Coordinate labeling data

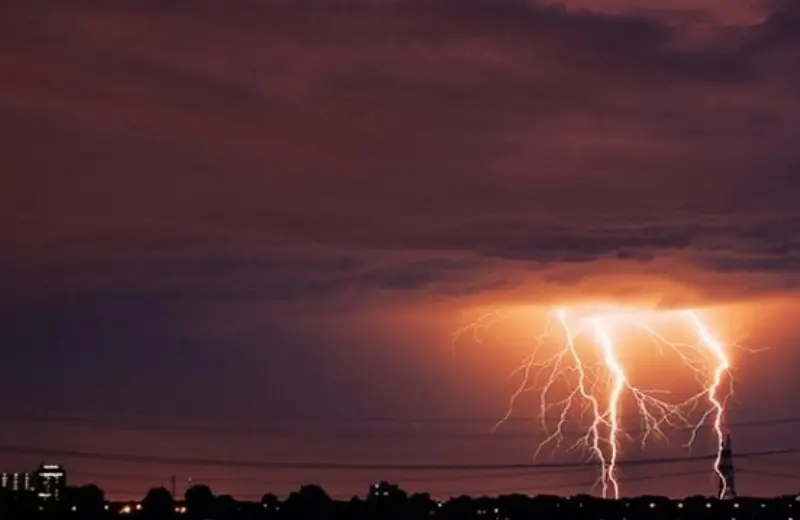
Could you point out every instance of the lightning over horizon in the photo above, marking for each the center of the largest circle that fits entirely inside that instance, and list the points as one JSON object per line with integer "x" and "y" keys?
{"x": 587, "y": 378}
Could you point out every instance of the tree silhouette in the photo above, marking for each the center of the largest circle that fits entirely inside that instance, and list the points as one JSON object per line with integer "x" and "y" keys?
{"x": 158, "y": 503}
{"x": 200, "y": 501}
{"x": 310, "y": 502}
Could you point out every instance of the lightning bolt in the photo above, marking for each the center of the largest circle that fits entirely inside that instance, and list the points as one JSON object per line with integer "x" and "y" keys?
{"x": 597, "y": 381}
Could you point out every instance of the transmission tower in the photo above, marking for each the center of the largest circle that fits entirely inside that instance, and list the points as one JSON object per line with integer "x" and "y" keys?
{"x": 727, "y": 481}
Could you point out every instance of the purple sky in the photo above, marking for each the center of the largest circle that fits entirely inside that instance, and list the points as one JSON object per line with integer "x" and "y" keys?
{"x": 258, "y": 217}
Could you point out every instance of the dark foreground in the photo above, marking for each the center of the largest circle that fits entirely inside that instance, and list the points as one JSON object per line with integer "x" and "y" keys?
{"x": 311, "y": 503}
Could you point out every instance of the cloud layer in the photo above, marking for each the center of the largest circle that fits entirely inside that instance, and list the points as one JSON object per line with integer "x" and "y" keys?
{"x": 296, "y": 153}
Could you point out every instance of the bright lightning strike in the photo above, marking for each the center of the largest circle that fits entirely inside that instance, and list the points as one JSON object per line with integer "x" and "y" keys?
{"x": 599, "y": 385}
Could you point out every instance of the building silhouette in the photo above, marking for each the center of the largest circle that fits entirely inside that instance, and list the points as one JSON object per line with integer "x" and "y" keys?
{"x": 51, "y": 482}
{"x": 18, "y": 481}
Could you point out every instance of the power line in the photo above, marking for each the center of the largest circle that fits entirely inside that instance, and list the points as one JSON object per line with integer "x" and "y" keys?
{"x": 340, "y": 435}
{"x": 152, "y": 459}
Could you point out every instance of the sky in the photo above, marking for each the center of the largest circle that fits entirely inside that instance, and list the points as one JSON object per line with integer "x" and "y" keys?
{"x": 248, "y": 229}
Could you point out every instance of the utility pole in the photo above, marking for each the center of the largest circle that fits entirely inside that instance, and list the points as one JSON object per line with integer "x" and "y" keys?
{"x": 727, "y": 482}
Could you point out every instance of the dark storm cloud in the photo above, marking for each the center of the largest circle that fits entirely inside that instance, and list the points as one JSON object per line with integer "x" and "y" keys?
{"x": 463, "y": 135}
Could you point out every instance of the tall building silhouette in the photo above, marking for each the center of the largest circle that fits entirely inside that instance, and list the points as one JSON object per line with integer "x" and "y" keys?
{"x": 18, "y": 481}
{"x": 51, "y": 481}
{"x": 727, "y": 482}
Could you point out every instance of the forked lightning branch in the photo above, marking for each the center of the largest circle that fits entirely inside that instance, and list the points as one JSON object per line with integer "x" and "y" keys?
{"x": 588, "y": 361}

• _TASK DESCRIPTION_
Please quote all of the lines above word for word, leaving the pictures out of your answer.

• _ANSWER BELOW_
Could you point out every instance of the lightning over horizon in the photo above, marking for each the center of the largest circle that fits entirely inside that instance, and list the points as one JSON object per line with integer "x" and "y" keys?
{"x": 587, "y": 378}
Could you point out every instance of the tree silhouette in the photo above, marking for each the center of the largest circle that fits entirely inside that instance, and list the points as one JSON object per line with integer "x" and "y" keys?
{"x": 158, "y": 503}
{"x": 200, "y": 501}
{"x": 310, "y": 502}
Could you point out every instance of the lightning bolt in the photo above, marking for each the center of the largest circle that fits entirely inside that instance, and list the points as one JSON object per line with integer "x" and "y" keys?
{"x": 597, "y": 381}
Could you point out every instance of the transmission tower in the photo above, marking for each the center of the largest circle that fits entirely inside that instance, and list the points as one JSON object per line with integer "x" and "y" keys?
{"x": 727, "y": 481}
Could you point out every instance of the purple sky in the photo above, marking for each the center of the largest circle that fits entirely inside that instance, and list the points as one JSON object per line with integer "x" and "y" keys?
{"x": 258, "y": 217}
Could you point out every instance of the dark foreground in the photo above, marking for each the center of the largest circle that fits entirely inside that instance, and list the points as one JSON object per line with integer "x" and "y" keys?
{"x": 311, "y": 503}
Could you point out every instance of the cloud layer in the photo above, marking for each the center of the largest circle that fits entirely inside that instance, and list the points as one JSON object per line with integer "x" and "y" keys?
{"x": 296, "y": 153}
Could you point out every instance of the bright lightning strike in the photo above, marking for each the center of the largest circle that fits entirely inside that instance, and list the points as one JSON object per line with integer "x" and "y" keys?
{"x": 599, "y": 385}
Could you point out every instance of the building silhouette in the photo above, marking for each the center of the largest circle that fits entirely inside that instance, and list the points as one JSON object per line with integer "x" and "y" keys?
{"x": 51, "y": 482}
{"x": 18, "y": 481}
Could you point out every instance of the power line in the photo above, marking for each the center of the largest circle that fits entirely inside that instance, and list the points as one JSON object per line with integer "x" and "y" keys?
{"x": 340, "y": 435}
{"x": 152, "y": 459}
Could you point out every instance of the sky in the photo above, marking for each the center of the largest circle that fits entirely inside that instance, and list the points as one JSON object per line with integer "x" and "y" keys?
{"x": 248, "y": 229}
Could you point out every instance of the utility pole in the photo above, marking for each the center of the largest circle that fits entirely inside that instance, and list the points as one JSON object per line with integer "x" and "y" keys?
{"x": 727, "y": 482}
Could you point out every instance of the dark storm cloud in the photo above, marking for each the center of the largest circle that fits entirely inside that instance, and list the points as one JSON object per line with integer "x" and "y" keys?
{"x": 463, "y": 135}
Could you point out every instance of the tall building silhouette in the photo above, marking for each the center of the largest circle that fits entirely inside that instance, and list the points as one JSON object per line with integer "x" and "y" keys?
{"x": 18, "y": 481}
{"x": 51, "y": 481}
{"x": 727, "y": 482}
Could you point out every instance of the forked lightning branch in the photo above, marking for each the center of the largest circle that fits entirely inside that instance, and list the points as one JSON object per line with integer "x" and "y" keys?
{"x": 588, "y": 361}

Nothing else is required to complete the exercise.